##### Data shown #####

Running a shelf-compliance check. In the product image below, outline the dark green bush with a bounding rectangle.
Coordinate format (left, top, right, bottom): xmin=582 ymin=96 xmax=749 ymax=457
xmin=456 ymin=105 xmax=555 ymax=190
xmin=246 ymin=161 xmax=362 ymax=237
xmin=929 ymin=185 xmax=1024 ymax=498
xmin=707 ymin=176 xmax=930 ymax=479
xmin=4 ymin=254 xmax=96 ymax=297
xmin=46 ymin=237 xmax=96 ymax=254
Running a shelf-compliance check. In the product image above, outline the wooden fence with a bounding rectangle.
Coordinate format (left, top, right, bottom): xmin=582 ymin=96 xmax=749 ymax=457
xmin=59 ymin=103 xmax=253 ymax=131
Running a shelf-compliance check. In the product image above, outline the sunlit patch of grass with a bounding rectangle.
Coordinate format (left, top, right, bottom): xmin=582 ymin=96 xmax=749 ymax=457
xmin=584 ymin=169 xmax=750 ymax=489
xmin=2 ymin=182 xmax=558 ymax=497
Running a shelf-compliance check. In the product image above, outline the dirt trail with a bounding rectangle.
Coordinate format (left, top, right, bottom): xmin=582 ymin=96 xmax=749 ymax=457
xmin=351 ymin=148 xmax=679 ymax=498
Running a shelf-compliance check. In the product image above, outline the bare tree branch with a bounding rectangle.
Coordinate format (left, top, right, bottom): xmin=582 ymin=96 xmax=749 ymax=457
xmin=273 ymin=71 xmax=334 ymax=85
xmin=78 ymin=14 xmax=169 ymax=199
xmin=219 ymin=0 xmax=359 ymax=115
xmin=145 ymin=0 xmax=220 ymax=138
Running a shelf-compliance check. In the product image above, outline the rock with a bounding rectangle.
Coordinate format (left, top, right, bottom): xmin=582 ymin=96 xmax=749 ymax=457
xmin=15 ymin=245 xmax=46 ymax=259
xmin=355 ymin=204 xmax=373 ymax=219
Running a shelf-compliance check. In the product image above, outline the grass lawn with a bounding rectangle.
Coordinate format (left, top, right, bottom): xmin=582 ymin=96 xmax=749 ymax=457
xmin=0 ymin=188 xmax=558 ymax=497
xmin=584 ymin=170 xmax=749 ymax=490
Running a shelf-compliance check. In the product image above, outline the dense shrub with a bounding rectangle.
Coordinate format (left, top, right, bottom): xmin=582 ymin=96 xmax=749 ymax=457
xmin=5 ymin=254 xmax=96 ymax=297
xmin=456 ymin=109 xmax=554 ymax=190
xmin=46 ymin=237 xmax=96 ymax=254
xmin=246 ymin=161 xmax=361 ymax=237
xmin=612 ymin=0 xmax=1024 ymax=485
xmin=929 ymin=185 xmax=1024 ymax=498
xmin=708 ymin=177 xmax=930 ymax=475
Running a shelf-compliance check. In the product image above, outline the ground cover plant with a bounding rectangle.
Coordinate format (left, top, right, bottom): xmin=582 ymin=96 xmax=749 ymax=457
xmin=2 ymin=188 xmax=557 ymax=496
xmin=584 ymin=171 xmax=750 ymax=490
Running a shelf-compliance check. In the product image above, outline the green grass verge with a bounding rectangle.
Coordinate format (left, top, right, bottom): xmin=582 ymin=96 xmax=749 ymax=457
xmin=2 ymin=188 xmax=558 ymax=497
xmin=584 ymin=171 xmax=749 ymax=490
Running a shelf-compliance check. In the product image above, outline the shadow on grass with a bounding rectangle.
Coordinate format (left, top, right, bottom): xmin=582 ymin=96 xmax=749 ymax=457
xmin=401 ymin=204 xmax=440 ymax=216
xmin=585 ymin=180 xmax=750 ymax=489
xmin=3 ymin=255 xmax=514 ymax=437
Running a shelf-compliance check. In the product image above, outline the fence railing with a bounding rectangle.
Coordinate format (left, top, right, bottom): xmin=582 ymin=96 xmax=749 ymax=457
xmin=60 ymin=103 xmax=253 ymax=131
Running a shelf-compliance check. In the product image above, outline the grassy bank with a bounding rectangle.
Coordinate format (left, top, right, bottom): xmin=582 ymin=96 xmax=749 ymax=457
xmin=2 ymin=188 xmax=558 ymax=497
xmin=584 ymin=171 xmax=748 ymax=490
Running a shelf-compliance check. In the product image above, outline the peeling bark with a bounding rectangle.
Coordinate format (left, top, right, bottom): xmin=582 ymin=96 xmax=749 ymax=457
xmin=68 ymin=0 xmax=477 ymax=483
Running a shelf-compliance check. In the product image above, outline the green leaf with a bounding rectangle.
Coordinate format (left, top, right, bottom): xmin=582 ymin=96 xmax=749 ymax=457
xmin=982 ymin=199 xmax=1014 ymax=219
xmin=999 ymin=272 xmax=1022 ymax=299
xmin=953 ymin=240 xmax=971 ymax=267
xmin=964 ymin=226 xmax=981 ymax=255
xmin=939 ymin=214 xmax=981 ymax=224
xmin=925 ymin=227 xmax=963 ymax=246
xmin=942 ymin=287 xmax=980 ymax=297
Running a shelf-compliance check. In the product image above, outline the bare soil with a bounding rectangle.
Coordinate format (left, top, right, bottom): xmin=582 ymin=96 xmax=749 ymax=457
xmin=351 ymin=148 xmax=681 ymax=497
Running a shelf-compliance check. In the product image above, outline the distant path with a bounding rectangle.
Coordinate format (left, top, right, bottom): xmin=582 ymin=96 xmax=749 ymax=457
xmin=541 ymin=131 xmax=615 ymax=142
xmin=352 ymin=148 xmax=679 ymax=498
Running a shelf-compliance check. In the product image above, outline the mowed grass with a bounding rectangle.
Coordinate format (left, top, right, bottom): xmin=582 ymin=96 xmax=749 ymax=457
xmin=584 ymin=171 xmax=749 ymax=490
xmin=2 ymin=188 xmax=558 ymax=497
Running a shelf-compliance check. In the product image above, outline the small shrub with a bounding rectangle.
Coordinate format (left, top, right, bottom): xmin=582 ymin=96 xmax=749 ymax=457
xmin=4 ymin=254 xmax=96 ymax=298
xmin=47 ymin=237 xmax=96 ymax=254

#####

* Task to complete:
Write out every entry above again, keeping each word and number unchanged.

* Exercise result:
Running a shelf-compliance check. In the product image below, outline the dark green bush with a bounding rectangle.
Coordinate format (left, top, right, bottom): xmin=582 ymin=96 xmax=749 ymax=457
xmin=456 ymin=105 xmax=555 ymax=190
xmin=246 ymin=161 xmax=362 ymax=237
xmin=929 ymin=185 xmax=1024 ymax=498
xmin=707 ymin=176 xmax=930 ymax=479
xmin=4 ymin=254 xmax=96 ymax=297
xmin=46 ymin=237 xmax=96 ymax=254
Running a shelf-compliance check. In the product image above, outline the wooden fence with a bounding rectangle.
Coordinate format (left, top, right, bottom): xmin=582 ymin=96 xmax=749 ymax=457
xmin=59 ymin=103 xmax=253 ymax=131
Running a shelf-compliance check. In the product image above, outline the sunlit patch of grass with a bounding rectangle.
Coordinate format (left, top, right, bottom): xmin=582 ymin=96 xmax=749 ymax=457
xmin=584 ymin=169 xmax=750 ymax=489
xmin=2 ymin=182 xmax=558 ymax=497
Running a shelf-compliance check. In the product image above, outline the dirt trail with a bounding rectangle.
Coordinate format (left, top, right, bottom): xmin=582 ymin=96 xmax=749 ymax=457
xmin=351 ymin=148 xmax=679 ymax=498
Running a shelf-compliance check. In the product image above, outline the bare tree branch with a bounding rectangle.
Coordinate format (left, top, right, bottom): xmin=582 ymin=96 xmax=749 ymax=457
xmin=273 ymin=71 xmax=334 ymax=85
xmin=78 ymin=14 xmax=169 ymax=199
xmin=219 ymin=0 xmax=359 ymax=115
xmin=145 ymin=0 xmax=220 ymax=138
Running a shelf-compliance check. In the product image above, outline the rock with a bounding rectangle.
Coordinate format (left, top, right, bottom): xmin=582 ymin=96 xmax=749 ymax=457
xmin=15 ymin=245 xmax=46 ymax=259
xmin=355 ymin=204 xmax=373 ymax=219
Running a shelf-compliance check. In the product image above, outline the grass lawn with a bounding rectangle.
Coordinate format (left, top, right, bottom): xmin=582 ymin=96 xmax=749 ymax=457
xmin=0 ymin=188 xmax=558 ymax=497
xmin=584 ymin=170 xmax=749 ymax=490
Running a shelf-compliance check. In the product image above, outline the dense shrub with a bounding rectangle.
Coordinate format (left, top, right, bottom): xmin=582 ymin=96 xmax=749 ymax=457
xmin=5 ymin=254 xmax=96 ymax=297
xmin=456 ymin=109 xmax=554 ymax=190
xmin=46 ymin=237 xmax=96 ymax=254
xmin=246 ymin=161 xmax=361 ymax=237
xmin=612 ymin=0 xmax=1024 ymax=485
xmin=929 ymin=185 xmax=1024 ymax=498
xmin=708 ymin=177 xmax=930 ymax=475
Running a shelf-compliance check. In the product image above, outline the ground cover plant with a bounding rectangle.
Coordinate format (left, top, right, bottom): xmin=582 ymin=96 xmax=749 ymax=457
xmin=2 ymin=188 xmax=557 ymax=496
xmin=584 ymin=171 xmax=750 ymax=490
Running a shelf-compliance check. In the product image above, outline the green grass verge with a bounding rectangle.
Coordinate format (left, top, right, bottom): xmin=582 ymin=96 xmax=749 ymax=457
xmin=2 ymin=188 xmax=558 ymax=497
xmin=584 ymin=171 xmax=749 ymax=490
Running a shelf-compliance check. In the product image above, outline the shadow on grass with a bounding rectangle.
Coordinate format (left, top, right, bottom): xmin=582 ymin=96 xmax=749 ymax=457
xmin=401 ymin=204 xmax=440 ymax=216
xmin=585 ymin=180 xmax=750 ymax=489
xmin=3 ymin=255 xmax=514 ymax=437
Running a shelf-compliance check. In the product image above, outline the fence railing with a bounding rectangle.
Coordinate format (left, top, right, bottom): xmin=582 ymin=96 xmax=749 ymax=457
xmin=60 ymin=103 xmax=253 ymax=131
Running a shelf-compliance check. In the product image above, outline the grassy bank with a bounding rectangle.
Coordinate format (left, top, right, bottom): xmin=582 ymin=96 xmax=749 ymax=457
xmin=2 ymin=188 xmax=558 ymax=497
xmin=584 ymin=171 xmax=748 ymax=490
Running a shelf-compliance check. In the product image above, outline the peeling bark with a bounding rectangle.
Coordinate format (left, top, right, bottom): xmin=582 ymin=96 xmax=749 ymax=457
xmin=68 ymin=0 xmax=477 ymax=483
Running a shelf-compliance check. In the product image above, outline the green leaf with a bounding rectangle.
Coordinate format (left, top, right, bottom): xmin=582 ymin=96 xmax=749 ymax=457
xmin=982 ymin=199 xmax=1014 ymax=219
xmin=999 ymin=272 xmax=1022 ymax=299
xmin=953 ymin=240 xmax=971 ymax=267
xmin=964 ymin=226 xmax=981 ymax=255
xmin=939 ymin=214 xmax=981 ymax=224
xmin=925 ymin=227 xmax=963 ymax=246
xmin=942 ymin=287 xmax=980 ymax=297
Running a shelf-compliance check. In the product image above, outline the bare soil with a bounding rectangle.
Coordinate format (left, top, right, bottom): xmin=582 ymin=96 xmax=749 ymax=457
xmin=351 ymin=148 xmax=681 ymax=497
Running a shelf-compliance check. In the product image above, outline the distant path with a bounding rectangle.
Coordinate format (left, top, right, bottom): xmin=582 ymin=96 xmax=749 ymax=457
xmin=541 ymin=131 xmax=615 ymax=142
xmin=352 ymin=148 xmax=679 ymax=498
Running a shelf-compliance check. In the product image above, outline the mowed grass with a bounding rectangle.
Coordinate format (left, top, right, bottom): xmin=582 ymin=96 xmax=749 ymax=457
xmin=584 ymin=171 xmax=749 ymax=490
xmin=2 ymin=188 xmax=558 ymax=497
Running a shelf-compliance check. In the product image above, outline the small shrub with a bounding rectangle.
Coordinate format (left, top, right, bottom): xmin=582 ymin=96 xmax=749 ymax=457
xmin=4 ymin=254 xmax=96 ymax=298
xmin=47 ymin=237 xmax=96 ymax=254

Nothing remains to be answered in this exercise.